> _Directions_
Copy each line of the material in which the word "trunk" appears.

> _Record excerpts_
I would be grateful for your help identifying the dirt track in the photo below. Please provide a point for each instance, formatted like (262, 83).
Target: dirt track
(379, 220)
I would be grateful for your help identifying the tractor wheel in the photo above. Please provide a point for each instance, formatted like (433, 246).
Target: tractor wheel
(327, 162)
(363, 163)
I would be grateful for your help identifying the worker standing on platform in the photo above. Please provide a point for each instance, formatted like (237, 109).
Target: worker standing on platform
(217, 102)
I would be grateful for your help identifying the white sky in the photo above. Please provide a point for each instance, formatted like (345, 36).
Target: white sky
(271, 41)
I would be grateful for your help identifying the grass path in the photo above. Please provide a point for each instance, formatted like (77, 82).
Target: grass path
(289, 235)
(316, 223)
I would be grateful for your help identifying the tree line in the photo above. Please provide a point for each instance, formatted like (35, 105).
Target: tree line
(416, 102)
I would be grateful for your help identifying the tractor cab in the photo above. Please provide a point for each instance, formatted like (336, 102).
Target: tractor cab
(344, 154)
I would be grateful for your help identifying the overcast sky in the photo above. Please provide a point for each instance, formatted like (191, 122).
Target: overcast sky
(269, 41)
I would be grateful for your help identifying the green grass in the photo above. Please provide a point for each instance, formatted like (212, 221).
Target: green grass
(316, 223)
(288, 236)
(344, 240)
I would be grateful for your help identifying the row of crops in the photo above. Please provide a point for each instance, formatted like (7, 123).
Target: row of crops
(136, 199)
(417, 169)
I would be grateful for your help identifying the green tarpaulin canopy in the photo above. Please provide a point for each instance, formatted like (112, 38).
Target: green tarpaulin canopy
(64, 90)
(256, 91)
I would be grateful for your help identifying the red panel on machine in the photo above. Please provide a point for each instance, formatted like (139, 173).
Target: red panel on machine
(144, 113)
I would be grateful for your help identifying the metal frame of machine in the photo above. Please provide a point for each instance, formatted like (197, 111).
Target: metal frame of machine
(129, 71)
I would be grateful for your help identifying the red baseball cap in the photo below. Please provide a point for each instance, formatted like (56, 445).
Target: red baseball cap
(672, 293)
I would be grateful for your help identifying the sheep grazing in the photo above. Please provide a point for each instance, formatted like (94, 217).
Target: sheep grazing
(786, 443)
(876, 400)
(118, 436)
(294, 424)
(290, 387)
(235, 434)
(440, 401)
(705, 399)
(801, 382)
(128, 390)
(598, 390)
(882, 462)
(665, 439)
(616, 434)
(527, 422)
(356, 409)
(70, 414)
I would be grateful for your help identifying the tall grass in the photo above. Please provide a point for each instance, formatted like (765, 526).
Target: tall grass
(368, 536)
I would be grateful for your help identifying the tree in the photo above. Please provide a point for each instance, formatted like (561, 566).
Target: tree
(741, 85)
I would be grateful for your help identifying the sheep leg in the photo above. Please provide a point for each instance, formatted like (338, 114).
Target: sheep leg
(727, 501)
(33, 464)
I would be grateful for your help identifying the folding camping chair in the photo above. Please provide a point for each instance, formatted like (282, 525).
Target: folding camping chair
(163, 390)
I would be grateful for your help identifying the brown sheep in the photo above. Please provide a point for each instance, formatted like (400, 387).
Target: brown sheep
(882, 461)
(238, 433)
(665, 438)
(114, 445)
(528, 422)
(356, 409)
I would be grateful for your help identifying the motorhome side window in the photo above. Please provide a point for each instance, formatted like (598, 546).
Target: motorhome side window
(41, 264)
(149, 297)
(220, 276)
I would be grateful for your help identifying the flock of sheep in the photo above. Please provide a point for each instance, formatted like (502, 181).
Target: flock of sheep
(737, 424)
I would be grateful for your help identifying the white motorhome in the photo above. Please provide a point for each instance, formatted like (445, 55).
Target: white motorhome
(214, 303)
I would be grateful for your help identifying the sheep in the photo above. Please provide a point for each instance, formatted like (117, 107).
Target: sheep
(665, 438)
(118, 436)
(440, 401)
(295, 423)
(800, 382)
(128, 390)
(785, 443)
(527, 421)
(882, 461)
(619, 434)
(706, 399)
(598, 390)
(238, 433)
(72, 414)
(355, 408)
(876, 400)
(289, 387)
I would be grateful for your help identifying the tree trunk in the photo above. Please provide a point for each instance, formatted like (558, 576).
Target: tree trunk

> _Output_
I would be grateful for your help identifying the tree trunk in the photo above. Please provide a point for each instance, formatted like (558, 576).
Target: tree trunk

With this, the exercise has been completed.